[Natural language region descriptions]
• • • • • • •

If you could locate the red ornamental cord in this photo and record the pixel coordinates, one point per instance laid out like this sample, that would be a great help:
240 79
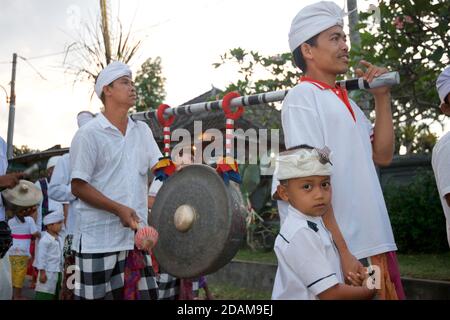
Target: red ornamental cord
341 93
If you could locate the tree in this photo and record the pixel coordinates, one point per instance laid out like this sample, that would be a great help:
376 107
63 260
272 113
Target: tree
97 45
150 85
279 72
24 149
413 40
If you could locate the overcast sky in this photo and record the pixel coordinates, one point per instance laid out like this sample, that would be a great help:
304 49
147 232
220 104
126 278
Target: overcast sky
189 36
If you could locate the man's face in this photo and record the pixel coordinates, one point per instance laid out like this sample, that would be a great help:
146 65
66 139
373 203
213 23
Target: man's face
331 52
309 195
122 91
50 172
445 106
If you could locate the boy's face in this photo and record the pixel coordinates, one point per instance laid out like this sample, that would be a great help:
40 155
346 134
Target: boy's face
331 52
122 90
55 227
309 195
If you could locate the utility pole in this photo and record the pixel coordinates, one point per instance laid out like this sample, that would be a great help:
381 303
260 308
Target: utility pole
105 30
353 19
12 109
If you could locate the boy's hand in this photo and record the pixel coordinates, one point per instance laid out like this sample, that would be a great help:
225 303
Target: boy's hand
350 264
359 279
10 180
371 73
42 276
128 217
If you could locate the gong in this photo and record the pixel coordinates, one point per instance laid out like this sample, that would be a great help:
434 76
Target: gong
200 220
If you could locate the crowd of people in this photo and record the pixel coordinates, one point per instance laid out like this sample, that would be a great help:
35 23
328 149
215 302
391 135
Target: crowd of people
335 241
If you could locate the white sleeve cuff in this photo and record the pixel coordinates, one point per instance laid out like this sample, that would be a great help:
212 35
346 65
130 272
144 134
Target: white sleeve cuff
323 284
80 175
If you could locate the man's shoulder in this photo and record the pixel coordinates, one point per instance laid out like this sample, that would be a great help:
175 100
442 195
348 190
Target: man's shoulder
442 143
302 94
142 126
292 227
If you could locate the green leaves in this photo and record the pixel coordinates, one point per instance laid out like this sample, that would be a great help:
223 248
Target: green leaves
150 85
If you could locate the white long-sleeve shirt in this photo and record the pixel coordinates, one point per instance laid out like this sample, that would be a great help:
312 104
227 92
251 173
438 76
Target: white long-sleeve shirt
3 167
59 189
117 166
50 253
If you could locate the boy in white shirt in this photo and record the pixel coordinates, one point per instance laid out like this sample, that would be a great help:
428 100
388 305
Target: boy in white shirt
50 258
23 229
308 261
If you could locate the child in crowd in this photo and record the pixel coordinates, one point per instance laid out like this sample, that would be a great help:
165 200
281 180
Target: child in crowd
23 229
308 262
50 258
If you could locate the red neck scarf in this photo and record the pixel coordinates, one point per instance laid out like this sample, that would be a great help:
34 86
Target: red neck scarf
341 93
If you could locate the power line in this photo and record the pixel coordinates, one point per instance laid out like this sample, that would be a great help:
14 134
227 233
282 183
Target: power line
33 67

• • • • • • •

→ What you will do:
Pictures are to be excluded; the records themselves are to be reproduced exactly.

→ Exercise output:
If you could locate the red ornamental cord in this photo and record the pixel coordinates, one point per instance laid out like this sample, that would be a great help:
240 79
Target: red ornamental cord
341 93
If you could locate the tree in this photo and record the pixel coordinates, one point per instance laid out like this sample, that would be a great help:
376 107
63 260
272 113
Target: tree
97 45
150 85
279 72
24 149
413 40
If you could locate the overcast sky in this photo and record the pixel coordinates, one point per instance laid out like this sample, that would be a great help:
304 49
147 232
220 104
126 278
Target: overcast sky
189 36
If you could locate the man's face in this photo and record the pixel coordinates, one point per instance laid out like this sample, that would be a great help:
146 65
66 139
373 203
213 23
Target: man's face
331 52
309 195
122 91
50 172
445 106
If you could locate the boy's face in this photo and record the pixel coordinates, one point per instance laid out like this sample, that would be a great help:
40 155
346 134
Target: boy's face
331 52
122 90
55 227
309 195
If you could locate the utility pole in this photo and record the pixel coordinates, one point per instance laid out like this sample, that would be a great help:
381 303
260 308
Target: utility pole
105 30
353 19
12 109
If you could locate the boy's hand in this photo and record the pixel coordinates, one point per instance laid out like this sample, that would be a great help:
225 303
Target: boy's hand
350 264
359 279
10 180
371 73
42 276
128 217
If you could locate the gong in this photo and record the pixel coordinates, one point per instance laid out like this sample, that would be a great help:
434 76
Target: gong
200 220
If you could locate the crowd of people in this photo and record the pixel coordinates, one point per instance laid out like this sample, that would be a great help:
35 23
328 149
215 302
391 135
Target: crowd of people
335 241
If you could locate the white sleeve cuff in this photo and record the pixel coordinates, one point per instance laid out like this sample, that would be a great help:
212 35
346 65
130 272
144 134
Target: white sleeve cuff
323 284
80 175
If you could locate the man's shoulder in this photo and record the pixel coordinates, one point per instance laid out like this sample, that would be a great help:
175 100
442 195
348 190
Target: man's shoulder
442 143
302 94
142 126
292 227
If you could locate the green leaves in this photo and record the pixel coordinates, one point per instance laid out like this sample, that would be a great help:
223 248
Target: green leaves
150 85
If you could locate the white long-sleeve shirt in this photo and record the pixel coordinates, one point per instance laid out like this sample, that would be a great help:
312 104
227 92
251 173
438 76
Target: white long-sleeve shirt
3 167
59 189
117 166
50 253
If you could locate the boy in white shirt in this photo and record the pixel coordinates, one point per instance laid out like this sample, that would be a great help:
428 100
388 305
Target: boy in white shirt
50 258
23 229
308 261
If you could locate the child in crowd in this photo and record the pixel coordinates, one point per instance laid out like this sample, that would be a great help:
165 200
281 180
Target: child in crowd
23 229
308 262
50 258
If you could locate the red neck scarf in this photo and record the pixel coordinates, one point per instance laid out like this sample, that would be a great help:
34 86
Target: red neck scarf
341 93
If you could locate the power line in this photo and record the pixel coordinates, one point per instance laid out like this sample, that would be a great help:
14 134
227 233
282 183
Target: power line
33 67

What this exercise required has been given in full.